Excerpts of bounding box data:

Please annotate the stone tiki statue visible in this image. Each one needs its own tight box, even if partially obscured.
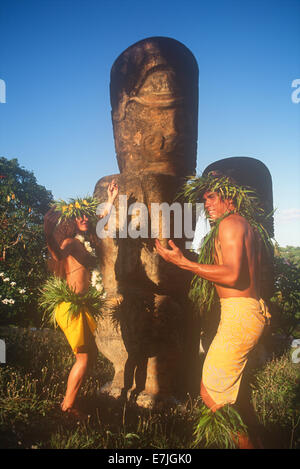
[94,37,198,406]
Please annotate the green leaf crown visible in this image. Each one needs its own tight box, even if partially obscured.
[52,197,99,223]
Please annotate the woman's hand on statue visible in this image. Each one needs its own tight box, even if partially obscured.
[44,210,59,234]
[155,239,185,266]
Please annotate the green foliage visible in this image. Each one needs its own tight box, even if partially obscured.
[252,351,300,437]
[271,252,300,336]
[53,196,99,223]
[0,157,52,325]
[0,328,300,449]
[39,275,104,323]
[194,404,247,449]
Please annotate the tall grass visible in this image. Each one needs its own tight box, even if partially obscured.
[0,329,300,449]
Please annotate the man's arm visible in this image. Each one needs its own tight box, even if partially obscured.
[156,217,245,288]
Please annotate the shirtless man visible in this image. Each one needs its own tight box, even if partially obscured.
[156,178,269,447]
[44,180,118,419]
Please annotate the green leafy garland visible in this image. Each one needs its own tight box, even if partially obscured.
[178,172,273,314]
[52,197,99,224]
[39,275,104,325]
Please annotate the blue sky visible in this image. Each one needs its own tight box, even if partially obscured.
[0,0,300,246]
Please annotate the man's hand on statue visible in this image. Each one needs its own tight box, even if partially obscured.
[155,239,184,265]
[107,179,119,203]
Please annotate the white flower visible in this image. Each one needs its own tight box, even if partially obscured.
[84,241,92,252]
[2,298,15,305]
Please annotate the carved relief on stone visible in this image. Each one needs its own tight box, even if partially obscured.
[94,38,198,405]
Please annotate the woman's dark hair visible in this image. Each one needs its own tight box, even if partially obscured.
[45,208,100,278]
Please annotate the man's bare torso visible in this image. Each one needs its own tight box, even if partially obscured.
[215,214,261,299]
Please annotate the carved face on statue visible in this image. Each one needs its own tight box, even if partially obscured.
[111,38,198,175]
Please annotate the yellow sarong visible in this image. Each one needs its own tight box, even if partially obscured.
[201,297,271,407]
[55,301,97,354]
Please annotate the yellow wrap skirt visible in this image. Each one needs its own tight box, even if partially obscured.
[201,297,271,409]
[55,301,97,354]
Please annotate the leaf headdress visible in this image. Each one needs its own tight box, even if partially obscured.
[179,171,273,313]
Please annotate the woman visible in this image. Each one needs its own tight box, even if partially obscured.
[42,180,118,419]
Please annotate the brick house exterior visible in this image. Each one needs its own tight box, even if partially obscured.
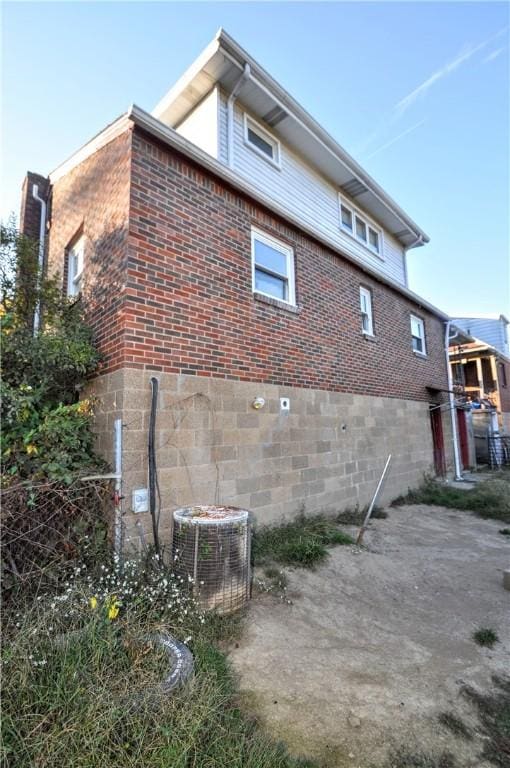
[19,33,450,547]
---
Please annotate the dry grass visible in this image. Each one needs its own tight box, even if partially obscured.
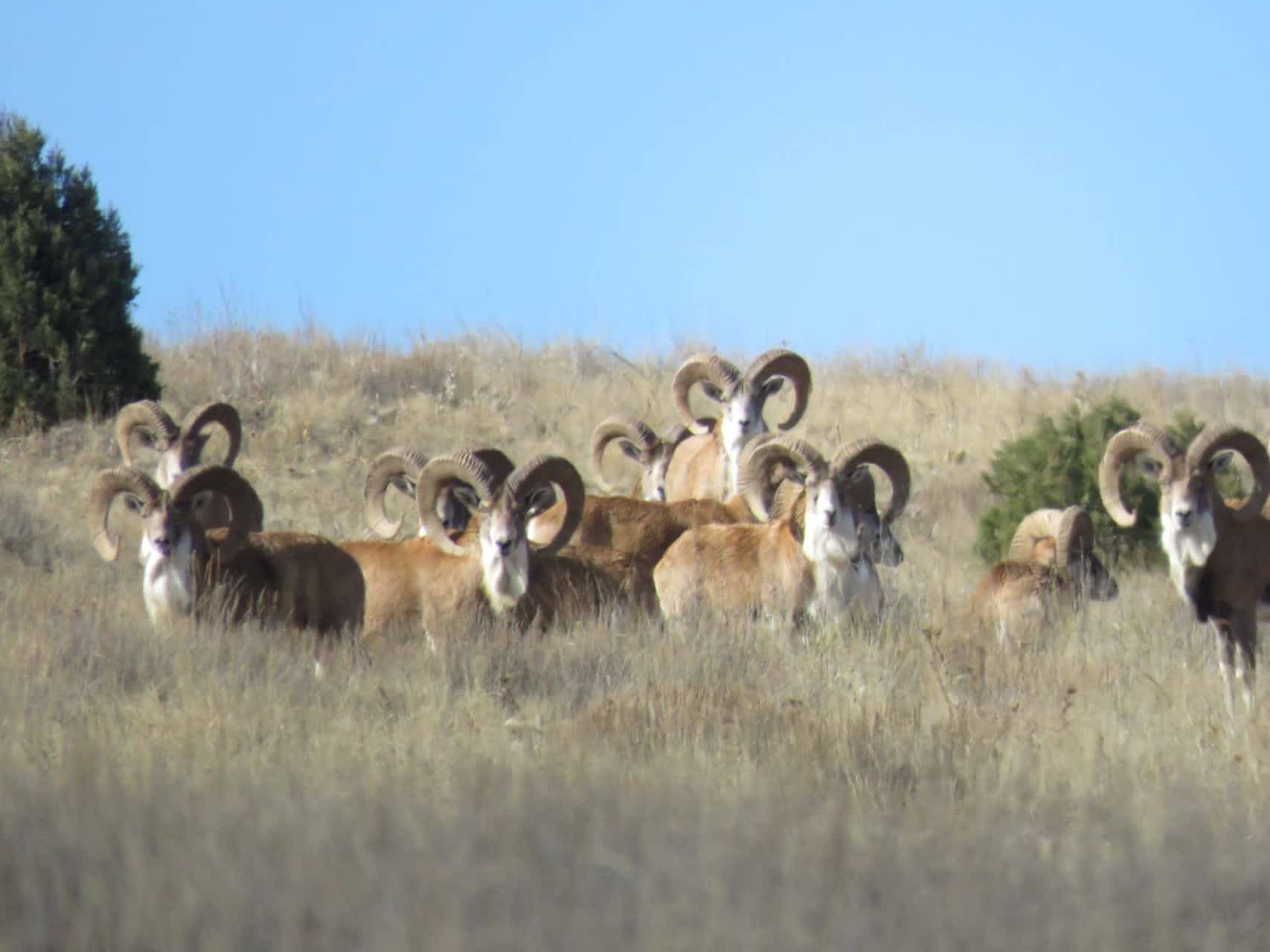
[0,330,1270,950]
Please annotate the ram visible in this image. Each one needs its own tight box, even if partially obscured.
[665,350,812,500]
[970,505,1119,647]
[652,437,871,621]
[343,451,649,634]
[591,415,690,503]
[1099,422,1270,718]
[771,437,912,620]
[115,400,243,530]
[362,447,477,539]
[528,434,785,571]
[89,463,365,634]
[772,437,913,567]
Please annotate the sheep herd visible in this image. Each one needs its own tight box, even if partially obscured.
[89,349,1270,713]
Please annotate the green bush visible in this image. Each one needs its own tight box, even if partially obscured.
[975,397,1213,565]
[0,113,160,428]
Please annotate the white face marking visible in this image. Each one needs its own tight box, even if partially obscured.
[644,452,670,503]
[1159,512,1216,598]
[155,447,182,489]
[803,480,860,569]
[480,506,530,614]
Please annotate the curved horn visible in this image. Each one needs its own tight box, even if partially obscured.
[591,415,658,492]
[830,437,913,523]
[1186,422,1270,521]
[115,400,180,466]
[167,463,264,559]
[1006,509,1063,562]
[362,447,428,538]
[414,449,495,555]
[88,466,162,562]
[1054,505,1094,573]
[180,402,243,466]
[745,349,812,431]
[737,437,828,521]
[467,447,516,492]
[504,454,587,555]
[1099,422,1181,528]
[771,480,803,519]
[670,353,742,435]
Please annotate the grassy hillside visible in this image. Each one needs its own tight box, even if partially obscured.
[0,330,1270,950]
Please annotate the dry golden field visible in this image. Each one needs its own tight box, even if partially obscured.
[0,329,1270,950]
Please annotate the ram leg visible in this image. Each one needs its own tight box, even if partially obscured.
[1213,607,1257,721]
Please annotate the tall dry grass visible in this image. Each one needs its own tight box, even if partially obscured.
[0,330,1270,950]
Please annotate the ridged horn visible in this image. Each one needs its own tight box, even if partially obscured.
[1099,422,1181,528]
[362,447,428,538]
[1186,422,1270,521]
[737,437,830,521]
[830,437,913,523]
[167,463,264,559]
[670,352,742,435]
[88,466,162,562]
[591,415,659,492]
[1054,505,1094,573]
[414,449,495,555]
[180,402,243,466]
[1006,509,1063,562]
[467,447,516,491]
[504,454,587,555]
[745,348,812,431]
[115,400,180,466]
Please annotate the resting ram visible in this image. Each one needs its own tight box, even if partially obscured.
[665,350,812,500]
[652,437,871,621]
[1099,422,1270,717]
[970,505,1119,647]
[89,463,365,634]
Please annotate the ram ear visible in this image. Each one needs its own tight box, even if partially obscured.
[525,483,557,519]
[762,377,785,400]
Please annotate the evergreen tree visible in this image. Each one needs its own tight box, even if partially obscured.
--
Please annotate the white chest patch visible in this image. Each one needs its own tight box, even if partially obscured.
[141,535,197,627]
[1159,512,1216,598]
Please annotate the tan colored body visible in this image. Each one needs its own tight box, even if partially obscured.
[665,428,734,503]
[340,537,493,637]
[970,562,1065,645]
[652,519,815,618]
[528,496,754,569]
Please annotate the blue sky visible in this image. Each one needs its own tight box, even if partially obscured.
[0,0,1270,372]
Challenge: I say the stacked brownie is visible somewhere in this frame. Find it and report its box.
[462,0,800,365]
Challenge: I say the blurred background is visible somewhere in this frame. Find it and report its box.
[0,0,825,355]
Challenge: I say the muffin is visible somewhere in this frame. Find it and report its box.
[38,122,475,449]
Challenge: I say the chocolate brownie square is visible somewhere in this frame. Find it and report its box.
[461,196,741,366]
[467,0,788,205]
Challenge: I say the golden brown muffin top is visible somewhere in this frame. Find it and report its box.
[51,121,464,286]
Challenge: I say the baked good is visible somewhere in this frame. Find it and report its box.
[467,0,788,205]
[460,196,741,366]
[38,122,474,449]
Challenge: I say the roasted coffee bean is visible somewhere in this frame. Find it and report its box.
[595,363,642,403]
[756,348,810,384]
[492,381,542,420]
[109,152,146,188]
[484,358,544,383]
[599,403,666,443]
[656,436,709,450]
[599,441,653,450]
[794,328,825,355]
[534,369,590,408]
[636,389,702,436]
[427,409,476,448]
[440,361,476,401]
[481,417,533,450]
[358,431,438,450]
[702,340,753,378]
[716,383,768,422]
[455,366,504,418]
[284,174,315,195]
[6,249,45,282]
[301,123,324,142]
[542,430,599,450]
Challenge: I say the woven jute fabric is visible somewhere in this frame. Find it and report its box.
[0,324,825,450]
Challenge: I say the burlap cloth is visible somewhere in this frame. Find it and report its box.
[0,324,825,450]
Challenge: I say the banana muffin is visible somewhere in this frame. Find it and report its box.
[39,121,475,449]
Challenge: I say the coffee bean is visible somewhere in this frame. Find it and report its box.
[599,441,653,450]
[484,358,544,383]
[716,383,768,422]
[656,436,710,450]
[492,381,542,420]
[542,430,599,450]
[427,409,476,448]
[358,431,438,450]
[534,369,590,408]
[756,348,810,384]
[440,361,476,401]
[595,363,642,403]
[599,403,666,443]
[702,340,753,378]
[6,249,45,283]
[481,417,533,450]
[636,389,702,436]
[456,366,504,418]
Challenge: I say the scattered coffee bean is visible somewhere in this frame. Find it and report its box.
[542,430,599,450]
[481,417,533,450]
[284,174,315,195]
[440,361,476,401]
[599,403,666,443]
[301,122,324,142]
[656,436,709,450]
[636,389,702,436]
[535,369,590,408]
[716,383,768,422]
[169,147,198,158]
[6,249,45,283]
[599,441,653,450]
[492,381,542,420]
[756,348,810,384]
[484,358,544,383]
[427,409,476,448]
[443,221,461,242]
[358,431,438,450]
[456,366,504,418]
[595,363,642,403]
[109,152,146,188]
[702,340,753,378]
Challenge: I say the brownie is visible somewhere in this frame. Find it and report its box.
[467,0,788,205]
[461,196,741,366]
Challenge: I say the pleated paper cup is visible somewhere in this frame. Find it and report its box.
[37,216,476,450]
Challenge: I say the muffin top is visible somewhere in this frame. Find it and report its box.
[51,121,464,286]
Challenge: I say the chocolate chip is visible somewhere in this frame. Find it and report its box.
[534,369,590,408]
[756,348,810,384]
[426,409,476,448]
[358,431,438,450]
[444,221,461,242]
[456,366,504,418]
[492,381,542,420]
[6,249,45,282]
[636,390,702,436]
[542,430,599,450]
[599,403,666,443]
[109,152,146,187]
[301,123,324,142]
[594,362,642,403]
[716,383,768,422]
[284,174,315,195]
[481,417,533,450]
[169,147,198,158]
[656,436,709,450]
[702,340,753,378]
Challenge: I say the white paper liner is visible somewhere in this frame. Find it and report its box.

THE REQUEST: Write out again every line from the one containing "Please annotate the stone" down to the one containing "[155,239,185,266]", with the requests included and the pictures left out. Shift every bounding box coordinate in those lines by -40.

SOLUTION TO THIS EXERCISE:
Please annotate the stone tiki statue visible in this image. Each one needs its own tight box, even if partially obscured.
[54,-3,158,366]
Please annotate the green leaf crown visible in this image. Each one needs its own tight box, even if partially obscured.
[12,157,59,183]
Please annotate the woman's hand on statue visible in this image. Each one needs its own tight box, even if partially obscured.
[4,170,19,194]
[115,199,145,226]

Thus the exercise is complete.